§ Quoted text

== == ==

After leaving the Senate he could have become a Supreme Court Judge, Secretary of State, or - best of all for a lifelong Boston Red Sox fan - America's $1m-a year baseball commissioner. Instead he has devoted himself, for no salary, to peace in Northern Ireland. He is a Catholic, an associate of Clinton and friend of the Kennedys. Unionists said he would hold a bias in favour of Catholic nationalists. But his Catholicism is of the Lebanese Maronite rather than the Roman variety. His paternal grandparents, the Kilroys, arrived from Ireland in 1904. Their son, Mitchell's father, was given away to an orphanage aged three, picked out from a line-up after Mass one Sunday in a Maronite church. Joseph Kilroy was renamed George Mitchell and married a Lebanese, Mintaha Saad, who later became Mary. George senior was a janitor, his wife worked nights in one of the wool mills and they lived between a polluted river and a railway in Waterville, Maine.

The children attended a Lebanese Maronite school and went to the Maronite church. After law school Mitchell joined the staff of Edmund Muskie, a Maine senator, and in 1974, having run unsuccessfully for Maine governor, began practising law, and was made a district judge in 1979.

In 1980 Muskie was appointed Secretary of State and named Mitchell to fill his Senate seat. His relentless hard work had propelled him to the Senate leadership by 1988.

When Clinton was elected in 1992, Mitchell had the chance to enact progressive legislation for the first time in his career but six years later he announced his retirement, saying he wanted to "consider other challenges". He turned down the Supreme Court job and announced his engagement to Ms MacLachlan. Their son, Andrew, was born nearly six months ago and therein lies to clue to his commitment to the peace process.

When Andrew was born, on 16 October, Mitchell was in Belfast. He asked his staff to find out how many babies were born in Northern Ireland that day. There were 61. He said: "I believe they are entitled to the same chance in life that I want for my son. Peace, political stability and reconciliation are not too much to ask for. They are a minimum that a decent civilised society provides."

CONTRA INDICATIONS

Behind the shy exterior, there lies a man of steel. Take the day during the Iran-Contra hearings when he chided Oliver North for pleading to Congress not to abandon the Nicaraguan Contras "for the love of God and for the love of country". The senator replied: "Although he is regularly asked to do so, God does not take sides in American politics. And in America, disagreement with the policies of the government is not evidence of a lack of patriotism."

GROWTH REMEDY

When his Lebanese mother thought that George, aged eight, was not growing fast enough she reached for goat's milk, aremedy from the old country. He grew two inches in a year.

ALL-AMERICAN MAN

Despite his Lebanese blood, Mitchell has always thought of himself as just "plain American". "I am not an Irish-American," he has said. "I am not a Lebanese-American. I am not a hyphenated American."

WITHOUT PREJUDICE

Harold Pachios, a lawyer and lifetime friend of Mitchell, points to the one widely acknowledged quality in the former senator: his ability to be impartial.

"There isn't another human being I know who is less likely to be moved by passion [or] prejudice.

``He is not factional in his approach to anything."

== == ==

§ Set exercise a
Please pick out every line of the records that contains the string "gray", treating uppercase and lowercase as different.

§ Input records
== == ==

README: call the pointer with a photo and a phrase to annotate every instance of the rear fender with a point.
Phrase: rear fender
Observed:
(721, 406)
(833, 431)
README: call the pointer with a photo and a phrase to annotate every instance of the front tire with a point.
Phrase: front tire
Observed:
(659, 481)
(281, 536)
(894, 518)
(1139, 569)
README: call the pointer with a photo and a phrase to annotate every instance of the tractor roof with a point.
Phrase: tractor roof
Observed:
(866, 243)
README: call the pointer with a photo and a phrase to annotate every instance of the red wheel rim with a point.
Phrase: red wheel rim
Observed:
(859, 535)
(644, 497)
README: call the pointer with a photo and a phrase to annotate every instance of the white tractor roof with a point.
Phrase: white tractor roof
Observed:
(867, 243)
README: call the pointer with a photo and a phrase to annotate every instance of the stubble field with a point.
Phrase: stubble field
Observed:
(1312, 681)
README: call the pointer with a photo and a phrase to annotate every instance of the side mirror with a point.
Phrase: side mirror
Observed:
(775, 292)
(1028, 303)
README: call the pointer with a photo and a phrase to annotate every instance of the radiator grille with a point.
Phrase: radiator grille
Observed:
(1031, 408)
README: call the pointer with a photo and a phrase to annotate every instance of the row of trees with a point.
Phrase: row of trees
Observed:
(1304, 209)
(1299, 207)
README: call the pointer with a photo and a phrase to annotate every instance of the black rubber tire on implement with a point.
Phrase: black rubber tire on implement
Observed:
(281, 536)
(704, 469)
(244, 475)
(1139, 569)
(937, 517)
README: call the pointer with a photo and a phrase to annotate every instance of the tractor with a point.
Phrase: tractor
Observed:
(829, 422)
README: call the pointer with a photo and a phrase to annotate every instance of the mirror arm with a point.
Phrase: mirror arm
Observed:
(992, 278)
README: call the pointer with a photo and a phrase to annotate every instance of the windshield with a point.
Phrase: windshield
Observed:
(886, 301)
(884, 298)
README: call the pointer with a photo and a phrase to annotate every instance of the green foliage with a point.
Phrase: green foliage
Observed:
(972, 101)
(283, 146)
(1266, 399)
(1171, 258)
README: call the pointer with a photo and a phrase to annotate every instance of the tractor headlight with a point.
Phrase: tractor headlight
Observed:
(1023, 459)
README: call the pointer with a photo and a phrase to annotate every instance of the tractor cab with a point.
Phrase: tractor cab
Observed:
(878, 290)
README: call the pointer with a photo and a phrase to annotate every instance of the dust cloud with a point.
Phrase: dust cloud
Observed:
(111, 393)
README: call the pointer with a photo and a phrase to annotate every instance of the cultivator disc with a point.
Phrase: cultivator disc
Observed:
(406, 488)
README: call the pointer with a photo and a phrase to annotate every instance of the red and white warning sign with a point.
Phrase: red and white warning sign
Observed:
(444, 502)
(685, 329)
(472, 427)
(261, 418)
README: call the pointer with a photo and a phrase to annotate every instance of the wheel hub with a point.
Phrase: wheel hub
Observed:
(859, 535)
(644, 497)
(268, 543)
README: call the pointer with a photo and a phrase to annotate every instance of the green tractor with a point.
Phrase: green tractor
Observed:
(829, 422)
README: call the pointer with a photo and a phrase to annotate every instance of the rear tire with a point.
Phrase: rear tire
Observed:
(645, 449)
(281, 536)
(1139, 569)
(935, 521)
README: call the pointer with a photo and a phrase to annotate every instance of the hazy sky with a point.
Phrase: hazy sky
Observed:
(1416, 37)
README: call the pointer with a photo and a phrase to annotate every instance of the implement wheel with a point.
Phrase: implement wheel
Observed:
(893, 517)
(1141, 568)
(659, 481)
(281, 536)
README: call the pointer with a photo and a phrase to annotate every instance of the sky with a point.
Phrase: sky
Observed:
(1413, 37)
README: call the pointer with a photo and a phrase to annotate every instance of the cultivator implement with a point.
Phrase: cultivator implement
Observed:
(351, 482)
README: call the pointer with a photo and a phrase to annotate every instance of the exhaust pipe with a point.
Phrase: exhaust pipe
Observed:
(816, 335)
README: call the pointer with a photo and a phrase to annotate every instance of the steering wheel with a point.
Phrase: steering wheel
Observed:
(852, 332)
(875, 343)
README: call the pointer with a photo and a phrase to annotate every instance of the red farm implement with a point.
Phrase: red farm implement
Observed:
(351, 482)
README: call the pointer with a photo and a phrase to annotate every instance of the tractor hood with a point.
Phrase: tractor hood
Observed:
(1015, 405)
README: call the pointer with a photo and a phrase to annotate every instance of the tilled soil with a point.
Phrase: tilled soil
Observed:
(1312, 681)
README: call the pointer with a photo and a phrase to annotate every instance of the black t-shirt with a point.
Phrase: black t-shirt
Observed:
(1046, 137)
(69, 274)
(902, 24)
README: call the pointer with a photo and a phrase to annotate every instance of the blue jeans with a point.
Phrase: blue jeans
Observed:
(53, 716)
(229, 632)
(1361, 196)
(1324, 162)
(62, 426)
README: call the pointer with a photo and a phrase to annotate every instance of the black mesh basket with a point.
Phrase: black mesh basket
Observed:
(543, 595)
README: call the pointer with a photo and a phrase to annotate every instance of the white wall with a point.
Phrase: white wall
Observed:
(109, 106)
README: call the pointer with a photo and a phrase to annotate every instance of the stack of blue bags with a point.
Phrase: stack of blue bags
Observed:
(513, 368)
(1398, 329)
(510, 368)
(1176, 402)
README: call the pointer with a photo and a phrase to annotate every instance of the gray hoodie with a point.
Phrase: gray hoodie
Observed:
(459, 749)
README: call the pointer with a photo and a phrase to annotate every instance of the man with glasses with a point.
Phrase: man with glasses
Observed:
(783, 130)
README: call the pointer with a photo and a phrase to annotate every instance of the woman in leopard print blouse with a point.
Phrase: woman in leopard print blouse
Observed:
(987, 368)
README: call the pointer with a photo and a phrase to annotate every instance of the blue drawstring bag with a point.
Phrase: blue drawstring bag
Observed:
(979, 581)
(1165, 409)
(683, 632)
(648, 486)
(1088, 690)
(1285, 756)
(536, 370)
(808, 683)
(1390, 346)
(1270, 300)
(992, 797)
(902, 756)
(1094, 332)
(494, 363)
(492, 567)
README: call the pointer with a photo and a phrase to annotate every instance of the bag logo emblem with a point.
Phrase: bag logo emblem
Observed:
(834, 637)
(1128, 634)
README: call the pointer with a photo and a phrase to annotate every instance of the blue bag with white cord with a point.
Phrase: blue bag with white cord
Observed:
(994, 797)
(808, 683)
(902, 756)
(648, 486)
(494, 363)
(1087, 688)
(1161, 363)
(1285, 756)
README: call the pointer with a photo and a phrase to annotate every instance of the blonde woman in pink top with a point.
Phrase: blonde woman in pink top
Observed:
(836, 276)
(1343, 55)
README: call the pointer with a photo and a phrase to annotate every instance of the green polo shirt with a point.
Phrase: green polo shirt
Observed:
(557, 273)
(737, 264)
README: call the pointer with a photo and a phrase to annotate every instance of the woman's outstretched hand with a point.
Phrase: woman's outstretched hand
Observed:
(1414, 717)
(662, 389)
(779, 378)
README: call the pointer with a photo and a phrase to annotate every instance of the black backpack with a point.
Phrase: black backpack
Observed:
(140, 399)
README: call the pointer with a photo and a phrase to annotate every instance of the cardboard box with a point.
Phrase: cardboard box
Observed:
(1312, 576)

== == ==

§ Set exercise b
Condense the paragraph of the profile that begins "When Andrew was born" into two sentences that keep its main facts.

§ Complete output a
README: call the pointer with a photo and a phrase to annotate every instance of the gray hoodie with a point.
Phrase: gray hoodie

§ Complete output b
On 16 October, the day his son Andrew was born, Mitchell was in Belfast and had his staff find out how many babies were born in Northern Ireland that day, and there were 61. He said those babies deserved the same chance in life he wanted for his son, calling peace, political stability and reconciliation the minimum a decent, civilized society provides.